## WORK TO DO
Print out the material that follows word for word.

## TASK INPUT
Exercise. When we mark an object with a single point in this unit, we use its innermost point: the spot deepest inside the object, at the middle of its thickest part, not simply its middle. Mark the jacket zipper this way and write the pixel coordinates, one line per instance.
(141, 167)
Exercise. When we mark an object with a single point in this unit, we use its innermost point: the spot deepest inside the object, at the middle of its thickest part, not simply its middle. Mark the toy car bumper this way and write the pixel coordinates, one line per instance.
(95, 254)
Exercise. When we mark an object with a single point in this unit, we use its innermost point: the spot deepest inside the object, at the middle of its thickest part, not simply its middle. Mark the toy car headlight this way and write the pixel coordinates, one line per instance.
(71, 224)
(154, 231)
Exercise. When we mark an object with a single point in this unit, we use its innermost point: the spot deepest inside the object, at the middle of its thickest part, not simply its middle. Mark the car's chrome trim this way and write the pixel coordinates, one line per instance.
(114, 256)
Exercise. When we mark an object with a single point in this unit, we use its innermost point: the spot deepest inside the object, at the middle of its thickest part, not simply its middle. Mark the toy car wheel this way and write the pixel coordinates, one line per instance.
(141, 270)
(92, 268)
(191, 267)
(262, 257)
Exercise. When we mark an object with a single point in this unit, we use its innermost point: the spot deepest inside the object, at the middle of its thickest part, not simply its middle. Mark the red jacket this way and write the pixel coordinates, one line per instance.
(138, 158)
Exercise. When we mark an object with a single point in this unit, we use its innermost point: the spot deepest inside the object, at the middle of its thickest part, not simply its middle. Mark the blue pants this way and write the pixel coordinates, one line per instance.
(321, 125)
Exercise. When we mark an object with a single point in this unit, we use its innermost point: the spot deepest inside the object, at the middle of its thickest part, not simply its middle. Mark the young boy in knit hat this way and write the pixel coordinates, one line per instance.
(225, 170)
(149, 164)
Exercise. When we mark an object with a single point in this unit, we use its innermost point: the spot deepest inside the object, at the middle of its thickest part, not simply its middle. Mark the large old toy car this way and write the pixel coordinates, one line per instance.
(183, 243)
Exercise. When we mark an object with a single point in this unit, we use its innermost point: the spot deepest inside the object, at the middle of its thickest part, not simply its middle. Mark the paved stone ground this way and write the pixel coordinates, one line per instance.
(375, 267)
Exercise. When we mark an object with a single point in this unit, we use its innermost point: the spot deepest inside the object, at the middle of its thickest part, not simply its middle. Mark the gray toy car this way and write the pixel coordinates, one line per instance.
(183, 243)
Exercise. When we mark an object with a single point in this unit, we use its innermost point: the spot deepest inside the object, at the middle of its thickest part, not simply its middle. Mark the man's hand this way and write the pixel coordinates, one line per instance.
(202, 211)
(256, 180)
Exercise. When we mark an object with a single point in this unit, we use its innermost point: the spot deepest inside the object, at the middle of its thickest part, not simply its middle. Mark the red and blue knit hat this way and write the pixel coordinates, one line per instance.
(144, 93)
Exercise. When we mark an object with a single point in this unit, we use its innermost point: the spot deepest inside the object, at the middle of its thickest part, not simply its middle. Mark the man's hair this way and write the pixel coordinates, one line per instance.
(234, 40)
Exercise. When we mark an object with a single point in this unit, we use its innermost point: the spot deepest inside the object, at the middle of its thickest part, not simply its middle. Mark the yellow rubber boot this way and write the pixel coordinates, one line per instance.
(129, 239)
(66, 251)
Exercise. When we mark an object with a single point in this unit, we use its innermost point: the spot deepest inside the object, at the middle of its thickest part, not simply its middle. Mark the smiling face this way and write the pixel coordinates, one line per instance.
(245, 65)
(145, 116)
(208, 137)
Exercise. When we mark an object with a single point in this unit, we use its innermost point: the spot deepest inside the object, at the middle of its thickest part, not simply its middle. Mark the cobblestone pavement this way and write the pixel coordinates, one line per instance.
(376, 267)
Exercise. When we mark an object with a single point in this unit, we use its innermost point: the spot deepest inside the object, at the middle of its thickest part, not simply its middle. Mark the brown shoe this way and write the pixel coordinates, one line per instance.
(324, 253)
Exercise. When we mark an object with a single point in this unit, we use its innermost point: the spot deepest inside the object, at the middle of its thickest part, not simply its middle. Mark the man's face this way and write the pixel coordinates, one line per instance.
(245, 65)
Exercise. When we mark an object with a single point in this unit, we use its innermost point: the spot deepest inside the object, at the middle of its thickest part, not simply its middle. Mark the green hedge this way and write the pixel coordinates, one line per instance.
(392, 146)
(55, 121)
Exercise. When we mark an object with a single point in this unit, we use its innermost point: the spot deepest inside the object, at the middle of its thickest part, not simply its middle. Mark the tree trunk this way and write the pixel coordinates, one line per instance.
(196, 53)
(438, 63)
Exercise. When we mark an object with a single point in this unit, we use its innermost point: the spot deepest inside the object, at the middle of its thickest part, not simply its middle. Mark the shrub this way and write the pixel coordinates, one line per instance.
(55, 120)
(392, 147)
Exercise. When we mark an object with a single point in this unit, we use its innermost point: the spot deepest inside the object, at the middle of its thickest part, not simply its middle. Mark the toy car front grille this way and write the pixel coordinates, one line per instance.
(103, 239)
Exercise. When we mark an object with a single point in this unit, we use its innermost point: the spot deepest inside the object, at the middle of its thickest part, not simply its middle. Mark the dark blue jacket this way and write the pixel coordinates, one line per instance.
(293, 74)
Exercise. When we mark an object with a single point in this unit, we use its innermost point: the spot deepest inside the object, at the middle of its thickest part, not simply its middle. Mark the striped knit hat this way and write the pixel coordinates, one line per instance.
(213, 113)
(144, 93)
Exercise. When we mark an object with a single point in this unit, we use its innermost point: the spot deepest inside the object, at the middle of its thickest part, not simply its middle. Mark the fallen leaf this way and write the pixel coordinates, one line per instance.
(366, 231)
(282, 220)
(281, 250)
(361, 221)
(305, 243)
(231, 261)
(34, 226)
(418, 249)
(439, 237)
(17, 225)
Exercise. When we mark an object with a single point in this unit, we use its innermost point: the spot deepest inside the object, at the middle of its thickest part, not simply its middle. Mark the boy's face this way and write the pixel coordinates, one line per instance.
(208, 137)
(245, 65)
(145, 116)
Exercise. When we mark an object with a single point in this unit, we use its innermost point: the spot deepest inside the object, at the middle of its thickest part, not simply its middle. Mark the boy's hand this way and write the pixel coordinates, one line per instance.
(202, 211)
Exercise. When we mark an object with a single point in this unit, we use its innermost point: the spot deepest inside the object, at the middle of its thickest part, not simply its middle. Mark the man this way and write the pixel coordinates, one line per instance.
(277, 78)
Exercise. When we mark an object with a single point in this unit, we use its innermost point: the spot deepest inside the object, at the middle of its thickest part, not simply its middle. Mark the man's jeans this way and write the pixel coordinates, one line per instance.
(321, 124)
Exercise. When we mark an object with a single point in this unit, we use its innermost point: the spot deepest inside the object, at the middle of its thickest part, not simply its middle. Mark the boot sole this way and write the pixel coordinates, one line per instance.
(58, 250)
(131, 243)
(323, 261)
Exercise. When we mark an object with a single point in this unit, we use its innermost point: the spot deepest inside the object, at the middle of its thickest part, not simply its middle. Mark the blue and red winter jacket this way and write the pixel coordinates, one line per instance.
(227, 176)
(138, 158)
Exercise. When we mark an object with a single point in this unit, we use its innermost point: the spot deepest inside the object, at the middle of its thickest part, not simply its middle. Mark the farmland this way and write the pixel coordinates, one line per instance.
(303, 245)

## ANSWER TO THE TASK
Exercise. When we mark an object with a single point in this unit, we use its innermost point: the spot deepest inside the object, at the middle of its thickest part, not simply its middle. Mark the jacket zipper this way and write the pixel coordinates, one line per instance.
(141, 167)
Exercise. When we mark an object with a single point in this unit, we use its innermost point: the spot deepest inside the object, at the middle of its thickest part, not simply its middle. Mark the toy car bumper this way and write the pixel coordinates, one line per instance.
(95, 254)
Exercise. When we mark an object with a single point in this unit, we use its innermost point: the spot deepest inside the object, at the middle of its thickest part, not simply its middle. Mark the toy car headlight this way and write the pixel coordinates, one line per instance.
(71, 224)
(154, 231)
Exercise. When we mark an object with a single point in this unit, we use its innermost point: the spot deepest inside the object, at the middle of its thickest part, not simply its middle. Mark the car's chrome trim this way and write the pixel coordinates, one line per instance.
(114, 256)
Exercise. When we mark an object with a single point in this unit, we use its innermost point: the spot deepest inside the object, at the middle of its thickest part, not simply its middle. Mark the toy car wheel this way and write the pixel coordinates, one line per instance.
(141, 270)
(92, 268)
(191, 267)
(262, 257)
Exercise. When we mark an object with a single point in this unit, we use its innermost point: the spot deepest inside the object, at the middle of its thickest part, not simply its middle. Mark the red jacket this way and write the pixel coordinates, one line per instance.
(138, 158)
Exercise. When we mark an object with a single point in this unit, we use its innermost point: the spot deepest inside the object, at the middle of its thickest part, not simply its middle. Mark the blue pants this way and write the pixel coordinates, one line per instance.
(321, 125)
Exercise. When we mark an object with a single point in this unit, we use its innermost point: the spot deepest inside the object, at the middle of its thickest part, not simply its middle. Mark the young boy in knit hat this way and write the pixel coordinates, one line per instance.
(225, 170)
(149, 164)
Exercise. When we mark an object with a single point in this unit, we use its innermost point: the spot deepest inside the object, at the middle of its thickest part, not simply its middle. Mark the large old toy car this way and write the pixel coordinates, one line per instance.
(183, 243)
Exercise. When we mark an object with a single point in this unit, we use its innermost point: the spot deepest inside the object, at the middle of its thickest part, not simply its middle. Mark the paved stone ground this way and write the pixel coordinates, one line per instance.
(375, 267)
Exercise. When we mark an object with a single point in this unit, we use its innermost point: the spot deepest inside the object, at the middle of its thickest part, not simply its middle. Mark the gray toy car this way and write the pixel coordinates, one line per instance.
(183, 243)
Exercise. When we mark an object with a single point in this unit, we use its innermost point: the spot deepest inside the object, at the middle of its thickest part, not simply its middle. Mark the man's hand this way and write the pixel coordinates, one line per instance.
(202, 211)
(256, 180)
Exercise. When we mark an object with a single point in this unit, we use its innermost point: the spot deepest inside the object, at the middle of its thickest part, not simply its middle. Mark the red and blue knit hat this way and write the pixel coordinates, one line per instance.
(144, 93)
Exercise. When we mark an object with a single point in this unit, we use its innermost point: the spot deepest inside the object, at the middle of its thickest part, not simply its middle. Mark the man's hair this way and write the pixel coordinates, one line per instance.
(234, 40)
Exercise. When we mark an object with a single point in this unit, we use its innermost point: the spot deepest inside the object, at the middle of its thickest part, not simply its middle. Mark the yellow rubber boot this way and write the pixel coordinates, one line per instance.
(129, 239)
(66, 251)
Exercise. When we mark an object with a single point in this unit, we use its innermost point: the spot deepest inside the object, at the middle of its thickest part, not simply its middle. Mark the smiling face this way and write the pixel coordinates, one line per instance.
(245, 65)
(145, 116)
(208, 137)
Exercise. When we mark an object with a single point in this unit, we use its innermost point: the spot deepest inside the object, at the middle of its thickest part, not simply its middle. Mark the cobblestone pavement this way and write the pixel coordinates, one line per instance.
(376, 267)
Exercise. When we mark an object with a single point in this unit, we use its innermost point: the spot deepest inside the object, at the middle of its thickest part, not simply its middle. Mark the brown shoe this way and write the pixel coordinates, one line per instance.
(324, 253)
Exercise. When we mark an object with a single point in this unit, we use its innermost point: the spot deepest inside the object, at the middle of its thickest part, not simply its middle. Mark the man's face this way and write the pixel coordinates, one line per instance.
(245, 65)
Exercise. When we mark an object with a single point in this unit, we use its innermost point: the spot deepest inside the object, at the middle of its thickest part, not simply its middle. Mark the green hedge this way and write the pixel coordinates, one line per instance.
(392, 146)
(55, 121)
Exercise. When we mark an object with a single point in this unit, we use its innermost point: the spot deepest inside the object, at the middle of its thickest part, not simply its middle. Mark the tree trunk this way and write the pixel coordinates, one line per instance.
(196, 53)
(438, 63)
Exercise. When we mark an object with a single point in this unit, we use its innermost point: the spot deepest inside the object, at the middle of its thickest part, not simply its middle. Mark the shrub this way and write the pixel coordinates, one line per instance.
(55, 120)
(392, 147)
Exercise. When we mark an object with a single point in this unit, we use its innermost point: the spot deepest inside the object, at the middle of its thickest part, not simply its middle. Mark the toy car front grille this way and write the pixel coordinates, one line per instance.
(103, 239)
Exercise. When we mark an object with a single point in this unit, we use its innermost point: the spot deepest inside the object, at the middle of its thickest part, not simply its middle. Mark the dark blue jacket this way and write the pixel coordinates, one line per instance.
(293, 74)
Exercise. When we mark an object with a single point in this unit, we use its innermost point: the spot deepest inside the object, at the middle of its thickest part, not simply its middle. Mark the striped knit hat this way and write the pixel coordinates, one line per instance.
(213, 113)
(144, 93)
Exercise. When we mark an object with a single point in this unit, we use its innermost point: the spot deepest inside the object, at the middle of its thickest part, not simply its middle. Mark the fallen leaf this way and write the pixel coordinates, one line per instance.
(366, 231)
(282, 220)
(281, 250)
(361, 221)
(305, 243)
(231, 261)
(34, 226)
(418, 249)
(439, 237)
(17, 225)
Exercise. When we mark an object with a single point in this unit, we use its innermost point: the spot deepest inside the object, at the middle of its thickest part, not simply its middle. Mark the boy's face this way and write the pixel coordinates, one line per instance.
(208, 137)
(245, 65)
(145, 116)
Exercise. When we mark an object with a single point in this unit, we use its innermost point: the spot deepest inside the object, at the middle of its thickest part, not simply its middle. Mark the boy's hand this way and write the pixel coordinates, one line per instance.
(202, 211)
Exercise. When we mark an object with a single point in this unit, we use its innermost point: the spot deepest inside the object, at the middle of its thickest part, not simply its middle. Mark the man this way and write the pixel coordinates, one line per instance.
(277, 78)
Exercise. When we mark an object with a single point in this unit, we use its innermost point: the spot deepest inside the object, at the middle of its thickest part, not simply its middle. Mark the man's jeans this way and write the pixel coordinates, one line per instance.
(321, 124)
Exercise. When we mark an object with a single point in this unit, we use its innermost point: the spot deepest inside the object, at the middle of its thickest part, not simply its middle. Mark the boot sole this way and write the pixel coordinates, one line per instance.
(58, 250)
(131, 243)
(323, 261)
Exercise. When we mark an object with a single point in this unit, we use its innermost point: the spot deepest inside the object, at the middle of its thickest part, not simply its middle. Mark the blue and red winter jacket this way and write the pixel coordinates, one line per instance.
(227, 176)
(138, 158)
Exercise. When we mark an object with a single point in this unit, we use its innermost point: the spot deepest inside the object, at the middle of its thickest part, not simply its middle. Mark the farmland this way and write the pixel coordinates, one line per instance.
(303, 245)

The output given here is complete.